Kaynak metin:

────────

Picasso 14 yaşına geldiğinde ailesiyle birlikte La Coruna kasabasından Barselona’ya taşınıyor. Picasso Müzesi’de, 1963’te Picasso’nun yakın dostu Jaime Sabartes’e bağışladığı eserler ile kurulmuş; 1968’deki ölümünün ardından Picasso’da birçok önemli eserini bu müzeye bağışlamış. Carrer Montcada üzerindeki beş ortaçağ yapısında yer alan müzede sanatçının gençliğinden olgun yaşlarına uzanan değişiminin göz önüne serildiği yaklaşık 4 bine yakın eseri inceleyebilirsiniz. Sanatçının tanınmış eserleri bu müzede bulamasanız bile, sanata ilgi duyuyorsanız mutlaka gezilecekler listenize ekleyin derim.

────────

Gösterilen veriler:
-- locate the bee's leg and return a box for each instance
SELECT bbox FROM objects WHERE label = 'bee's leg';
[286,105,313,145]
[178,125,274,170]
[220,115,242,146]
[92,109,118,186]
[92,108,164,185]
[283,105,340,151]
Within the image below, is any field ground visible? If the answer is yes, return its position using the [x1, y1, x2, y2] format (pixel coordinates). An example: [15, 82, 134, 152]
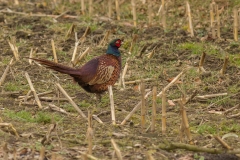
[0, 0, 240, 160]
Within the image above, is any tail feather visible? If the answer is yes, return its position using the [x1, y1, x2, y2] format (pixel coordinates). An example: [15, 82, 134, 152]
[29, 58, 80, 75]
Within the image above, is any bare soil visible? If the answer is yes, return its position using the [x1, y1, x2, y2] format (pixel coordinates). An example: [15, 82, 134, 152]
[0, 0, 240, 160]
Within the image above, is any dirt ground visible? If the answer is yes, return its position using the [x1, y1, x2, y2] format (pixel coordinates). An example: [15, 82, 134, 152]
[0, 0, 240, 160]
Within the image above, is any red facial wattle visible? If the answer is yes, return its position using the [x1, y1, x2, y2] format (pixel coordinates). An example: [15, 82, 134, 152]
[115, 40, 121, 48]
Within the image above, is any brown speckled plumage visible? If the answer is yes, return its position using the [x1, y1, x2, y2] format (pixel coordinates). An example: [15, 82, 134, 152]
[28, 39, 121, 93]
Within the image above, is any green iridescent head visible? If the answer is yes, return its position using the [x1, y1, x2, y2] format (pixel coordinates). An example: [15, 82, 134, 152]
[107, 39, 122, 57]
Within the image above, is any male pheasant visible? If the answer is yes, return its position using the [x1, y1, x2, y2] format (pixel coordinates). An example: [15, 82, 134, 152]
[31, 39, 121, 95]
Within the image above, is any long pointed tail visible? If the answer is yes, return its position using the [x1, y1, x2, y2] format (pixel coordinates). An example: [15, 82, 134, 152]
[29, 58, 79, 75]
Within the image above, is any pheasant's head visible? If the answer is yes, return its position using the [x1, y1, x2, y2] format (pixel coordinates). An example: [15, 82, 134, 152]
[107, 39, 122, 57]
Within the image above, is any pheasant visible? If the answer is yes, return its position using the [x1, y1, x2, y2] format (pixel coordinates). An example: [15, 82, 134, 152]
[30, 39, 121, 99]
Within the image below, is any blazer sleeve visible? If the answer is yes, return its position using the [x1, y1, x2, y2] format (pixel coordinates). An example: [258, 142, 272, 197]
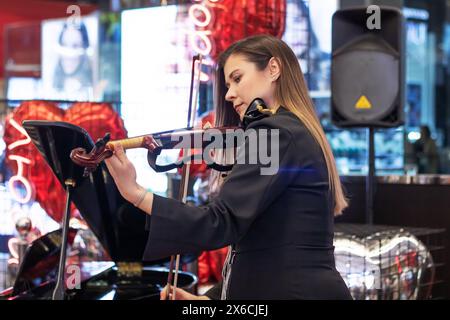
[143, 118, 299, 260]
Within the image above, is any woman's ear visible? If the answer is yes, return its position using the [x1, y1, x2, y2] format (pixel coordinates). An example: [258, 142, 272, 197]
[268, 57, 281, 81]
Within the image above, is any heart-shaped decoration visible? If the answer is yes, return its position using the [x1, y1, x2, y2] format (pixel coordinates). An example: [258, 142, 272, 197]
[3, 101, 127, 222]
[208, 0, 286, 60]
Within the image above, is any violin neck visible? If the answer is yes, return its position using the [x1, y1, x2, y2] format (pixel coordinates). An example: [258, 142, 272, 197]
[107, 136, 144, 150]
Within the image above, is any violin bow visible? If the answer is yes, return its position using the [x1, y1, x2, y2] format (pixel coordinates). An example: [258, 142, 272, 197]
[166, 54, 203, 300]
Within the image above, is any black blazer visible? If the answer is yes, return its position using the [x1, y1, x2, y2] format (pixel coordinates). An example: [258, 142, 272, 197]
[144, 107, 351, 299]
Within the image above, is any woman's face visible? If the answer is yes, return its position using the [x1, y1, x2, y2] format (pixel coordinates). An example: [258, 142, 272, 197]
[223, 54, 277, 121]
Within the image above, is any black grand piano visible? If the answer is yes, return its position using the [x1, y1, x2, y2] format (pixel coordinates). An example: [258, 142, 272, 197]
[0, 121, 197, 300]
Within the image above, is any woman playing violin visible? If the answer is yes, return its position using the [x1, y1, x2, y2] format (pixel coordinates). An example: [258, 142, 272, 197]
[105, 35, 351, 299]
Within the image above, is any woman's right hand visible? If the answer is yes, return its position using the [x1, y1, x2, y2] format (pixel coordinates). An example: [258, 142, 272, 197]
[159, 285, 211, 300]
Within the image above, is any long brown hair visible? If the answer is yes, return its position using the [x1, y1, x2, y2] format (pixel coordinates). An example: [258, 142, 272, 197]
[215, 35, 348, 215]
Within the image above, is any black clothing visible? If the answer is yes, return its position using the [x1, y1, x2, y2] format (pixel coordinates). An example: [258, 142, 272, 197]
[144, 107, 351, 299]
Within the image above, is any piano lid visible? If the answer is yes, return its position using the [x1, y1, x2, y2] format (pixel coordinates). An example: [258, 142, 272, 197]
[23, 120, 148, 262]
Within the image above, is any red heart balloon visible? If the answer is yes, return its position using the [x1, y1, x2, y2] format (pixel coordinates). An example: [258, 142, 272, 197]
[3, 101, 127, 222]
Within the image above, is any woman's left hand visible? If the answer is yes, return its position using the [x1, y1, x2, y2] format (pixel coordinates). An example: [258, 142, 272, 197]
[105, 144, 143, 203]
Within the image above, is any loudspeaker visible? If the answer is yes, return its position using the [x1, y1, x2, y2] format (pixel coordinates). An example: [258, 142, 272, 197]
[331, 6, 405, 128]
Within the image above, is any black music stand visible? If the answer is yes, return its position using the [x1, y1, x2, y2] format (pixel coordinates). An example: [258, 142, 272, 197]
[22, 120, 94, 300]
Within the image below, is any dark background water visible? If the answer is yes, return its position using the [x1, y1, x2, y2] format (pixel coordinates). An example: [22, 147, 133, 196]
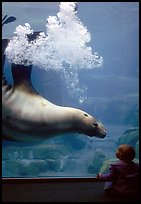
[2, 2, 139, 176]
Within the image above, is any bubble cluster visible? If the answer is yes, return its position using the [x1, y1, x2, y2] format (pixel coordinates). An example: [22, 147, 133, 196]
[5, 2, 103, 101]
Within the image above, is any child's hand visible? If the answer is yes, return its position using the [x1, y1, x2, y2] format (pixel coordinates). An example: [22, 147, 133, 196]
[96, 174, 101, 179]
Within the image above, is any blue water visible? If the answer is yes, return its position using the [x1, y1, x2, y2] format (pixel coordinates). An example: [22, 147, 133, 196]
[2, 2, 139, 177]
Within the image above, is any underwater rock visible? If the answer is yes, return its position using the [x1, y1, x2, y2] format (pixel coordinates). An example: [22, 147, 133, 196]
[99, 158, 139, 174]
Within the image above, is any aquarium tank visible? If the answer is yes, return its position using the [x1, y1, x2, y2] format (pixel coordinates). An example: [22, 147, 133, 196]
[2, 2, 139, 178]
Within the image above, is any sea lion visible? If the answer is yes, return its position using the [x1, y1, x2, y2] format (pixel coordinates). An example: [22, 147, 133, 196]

────────

Yapılacaklar:
**1)** Kaynak metne göre Picasso, ailesiyle Barselona'ya taşındığında kaç yaşındaydı?
**2)** Kaynak metinde "Picasso 14 yaşına" ifadesinden "listenize ekleyin derim." ifadesine kadar uzanan kısmı olduğu gibi yazın.
Yalnızca kaynak metne dayanın.

Yanıtlar:
**1)** 14 yaşındaydı.

**2)**
Picasso 14 yaşına geldiğinde ailesiyle birlikte La Coruna kasabasından Barselona’ya taşınıyor. Picasso Müzesi’de, 1963’te Picasso’nun yakın dostu Jaime Sabartes’e bağışladığı eserler ile kurulmuş; 1968’deki ölümünün ardından Picasso’da birçok önemli eserini bu müzeye bağışlamış. Carrer Montcada üzerindeki beş ortaçağ yapısında yer alan müzede sanatçının gençliğinden olgun yaşlarına uzanan değişiminin göz önüne serildiği yaklaşık 4 bine yakın eseri inceleyebilirsiniz. Sanatçının tanınmış eserleri bu müzede bulamasanız bile, sanata ilgi duyuyorsanız mutlaka gezilecekler listenize ekleyin derim.